A word-for-word repeat of all the data is the goal.

=== Free-text object descriptions ===
# # #

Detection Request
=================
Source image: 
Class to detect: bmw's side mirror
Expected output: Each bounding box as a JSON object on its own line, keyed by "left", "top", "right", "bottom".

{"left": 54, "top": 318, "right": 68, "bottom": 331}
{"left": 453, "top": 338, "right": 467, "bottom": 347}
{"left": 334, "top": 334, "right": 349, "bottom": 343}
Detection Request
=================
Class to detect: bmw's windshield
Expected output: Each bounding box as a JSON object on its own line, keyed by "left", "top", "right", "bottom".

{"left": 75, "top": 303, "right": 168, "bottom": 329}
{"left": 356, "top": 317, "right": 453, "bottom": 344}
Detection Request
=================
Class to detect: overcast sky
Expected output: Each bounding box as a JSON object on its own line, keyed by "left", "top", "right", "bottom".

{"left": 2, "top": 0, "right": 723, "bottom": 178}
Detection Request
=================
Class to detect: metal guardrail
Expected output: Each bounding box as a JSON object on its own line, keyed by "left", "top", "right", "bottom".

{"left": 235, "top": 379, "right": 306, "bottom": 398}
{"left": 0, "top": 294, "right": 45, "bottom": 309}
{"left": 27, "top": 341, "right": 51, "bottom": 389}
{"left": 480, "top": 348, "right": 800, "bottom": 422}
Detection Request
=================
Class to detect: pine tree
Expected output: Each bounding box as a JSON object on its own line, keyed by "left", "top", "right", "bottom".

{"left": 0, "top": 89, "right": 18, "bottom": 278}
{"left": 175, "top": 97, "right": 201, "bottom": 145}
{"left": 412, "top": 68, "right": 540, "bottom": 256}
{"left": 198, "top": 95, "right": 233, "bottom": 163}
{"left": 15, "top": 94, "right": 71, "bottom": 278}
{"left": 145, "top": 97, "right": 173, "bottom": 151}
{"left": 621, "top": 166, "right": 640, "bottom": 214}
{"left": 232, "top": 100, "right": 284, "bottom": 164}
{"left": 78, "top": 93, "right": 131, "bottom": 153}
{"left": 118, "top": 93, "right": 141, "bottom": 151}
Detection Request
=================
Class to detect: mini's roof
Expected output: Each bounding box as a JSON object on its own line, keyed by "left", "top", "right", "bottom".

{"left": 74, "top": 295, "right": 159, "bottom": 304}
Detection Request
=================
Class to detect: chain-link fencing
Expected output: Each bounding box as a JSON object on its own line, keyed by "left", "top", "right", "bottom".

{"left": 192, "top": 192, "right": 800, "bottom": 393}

# # #

=== RESPONSE TO THIS TASK ===
Detection Request
=================
Source image: 
Class to detect: bmw's side mirror
Expected output: Each bounding box as a JSON object on its own line, keyed by "left", "top", "right", "bottom".

{"left": 54, "top": 318, "right": 68, "bottom": 331}
{"left": 453, "top": 338, "right": 467, "bottom": 347}
{"left": 334, "top": 334, "right": 349, "bottom": 343}
Detection Request
=================
Class to detect: bmw's windshield
Expected output: Each bounding box as a JSON object on its own line, keyed by "left", "top", "right", "bottom".

{"left": 75, "top": 303, "right": 168, "bottom": 329}
{"left": 356, "top": 317, "right": 453, "bottom": 344}
Detection Request
=================
Class to detect: overcast sky
Expected output: Each bounding box as a JSON object on its own line, keyed by "left", "top", "right", "bottom".

{"left": 2, "top": 0, "right": 723, "bottom": 178}
Detection Request
=================
Class to detect: metal guardrail
Expected output: Each bounding box as a JSON object on its own line, keyed by "left", "top", "right", "bottom".

{"left": 235, "top": 379, "right": 306, "bottom": 398}
{"left": 0, "top": 294, "right": 45, "bottom": 309}
{"left": 27, "top": 341, "right": 51, "bottom": 389}
{"left": 480, "top": 348, "right": 800, "bottom": 422}
Detection Request
=================
Class to detect: pine tree
Expected output: Each bounding box as a JSON object on its own line, keyed by "left", "top", "right", "bottom".

{"left": 0, "top": 89, "right": 18, "bottom": 278}
{"left": 175, "top": 97, "right": 201, "bottom": 145}
{"left": 412, "top": 68, "right": 540, "bottom": 256}
{"left": 198, "top": 95, "right": 233, "bottom": 163}
{"left": 15, "top": 94, "right": 71, "bottom": 278}
{"left": 145, "top": 97, "right": 173, "bottom": 151}
{"left": 621, "top": 166, "right": 640, "bottom": 214}
{"left": 232, "top": 100, "right": 284, "bottom": 164}
{"left": 78, "top": 93, "right": 131, "bottom": 153}
{"left": 118, "top": 93, "right": 141, "bottom": 151}
Detection Request
=================
Class to detect: mini's roof
Expected output: Each bounding box as a JSON object on its own line, keyed by "left", "top", "right", "bottom".

{"left": 74, "top": 295, "right": 159, "bottom": 304}
Detection Request
=================
Class to detect: chain-link fencing
Expected output: Each bounding box as a JSON object on its own line, keyed by "left", "top", "right", "bottom".

{"left": 192, "top": 192, "right": 800, "bottom": 393}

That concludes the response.